* Complete the following
A – Decide whether each statement agrees with the Palm Beaches passage below. Answer yes or no, and quote the words from the passage that settle it.
(i) The Palm Beaches take up about 50 miles of shoreline.
(ii) Visitors climb 150 steps to reach the top of the Jupiter Inlet Lighthouse.
(iii) The Jupiter Inlet Lighthouse was built during World War II.
B – Reproduce the part of the Palm Beaches passage below that lies between "Consider starting your" and "detect German U-boats.", inclusive.
C – Answer these questions using the Palm Beaches passage below.
(i) Which season does the passage name as a great time to discover the area?
(ii) How high do the temporary geysers at Blowing Rocks Preserve spray?
(iii) What did the lighthouse site house during World War II?

━━━━━ Selected extract ━━━━━

No single segment of Florida packs in quite as much as the Palm Beaches, about a 50-mile stretch of sun-kissed shoreline. Over the course of a day you can snorkel above a century-old shipwreck, land a bargain on a secondhand Chanel bag or spot rare species in a bayou-like backwater. In between, take advantage of the area’s varied dining scene or stop by a farmers market to cook up your own take on Florida’s specialties. Autumn, with its cooler temperatures and lower humidity, is a great time to discover the Palm Beaches’ many riches.

Consider starting your trip on Jupiter Island then working your way down the coast. The coast here is fringed with limestone cliffs, unlike any other beach in Florida. When the conditions are just right (a high tide plus a strong easterly wind) at Blowing Rocks Preserve, the incoming waves create temporary geysers that spray 20 to 30 feet into the air.

For other remarkable views, drive south to the Jupiter Inlet Lighthouse and Museum. You can climb 105 steps to the top of the redbrick tower to take in a bird’s-eye vista of the coastline. On the guided tour you’ll learn about the area’s history: The lighthouse was built in 1860, and during World War II the site housed a secret radio station to detect German U-boats.

━━━━━ Collected material ━━━━━

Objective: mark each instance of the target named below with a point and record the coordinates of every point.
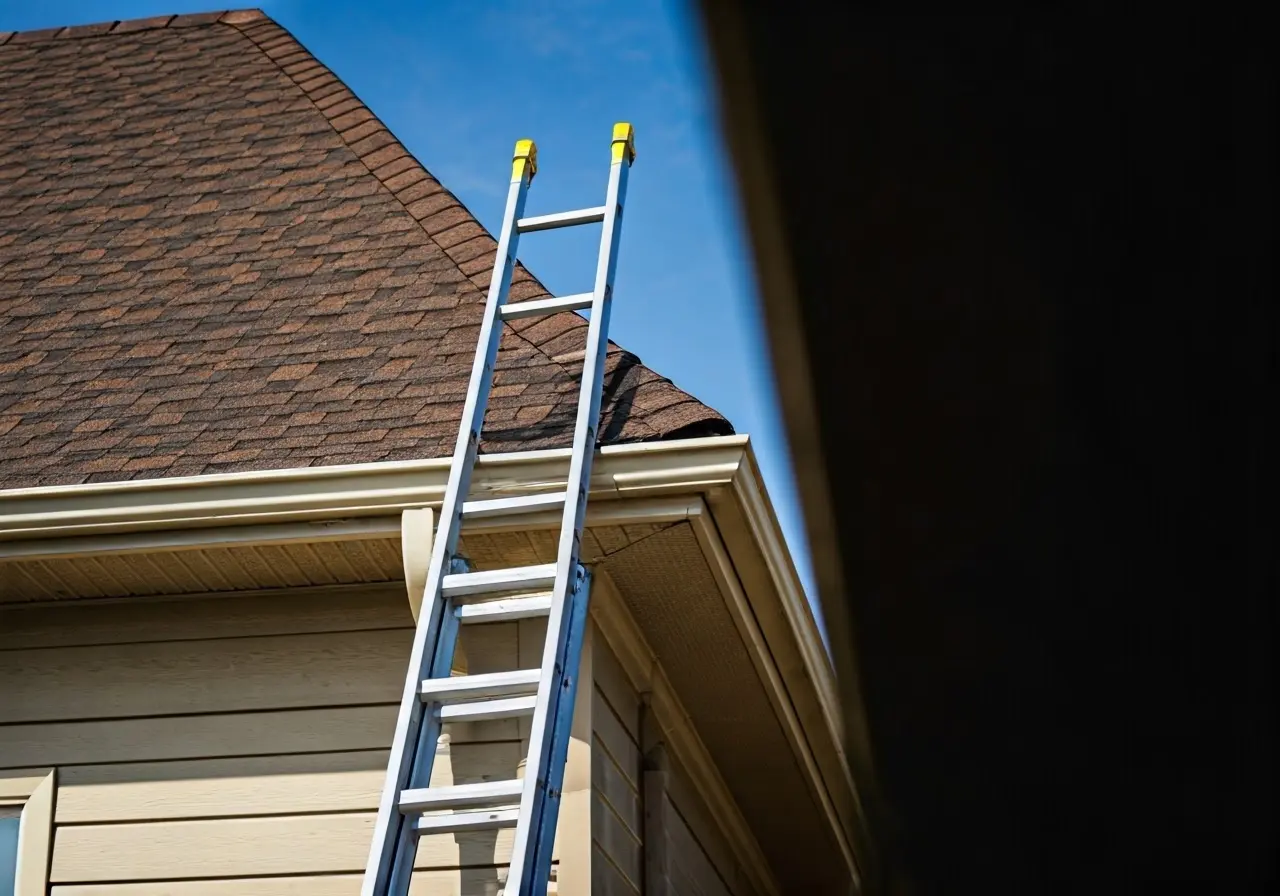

━━━━━

* Responses in order
A –
(i) Yes: "about a 50-mile stretch of sun-kissed shoreline"
(ii) No: "You can climb 105 steps to the top of the redbrick tower"
(iii) No: "The lighthouse was built in 1860"

B –
Consider starting your trip on Jupiter Island then working your way down the coast. The coast here is fringed with limestone cliffs, unlike any other beach in Florida. When the conditions are just right (a high tide plus a strong easterly wind) at Blowing Rocks Preserve, the incoming waves create temporary geysers that spray 20 to 30 feet into the air.

For other remarkable views, drive south to the Jupiter Inlet Lighthouse and Museum. You can climb 105 steps to the top of the redbrick tower to take in a bird’s-eye vista of the coastline. On the guided tour you’ll learn about the area’s history: The lighthouse was built in 1860, and during World War II the site housed a secret radio station to detect German U-boats.

C –
(i) Autumn
(ii) 20 to 30 feet into the air
(iii) A secret radio station to detect German U-boats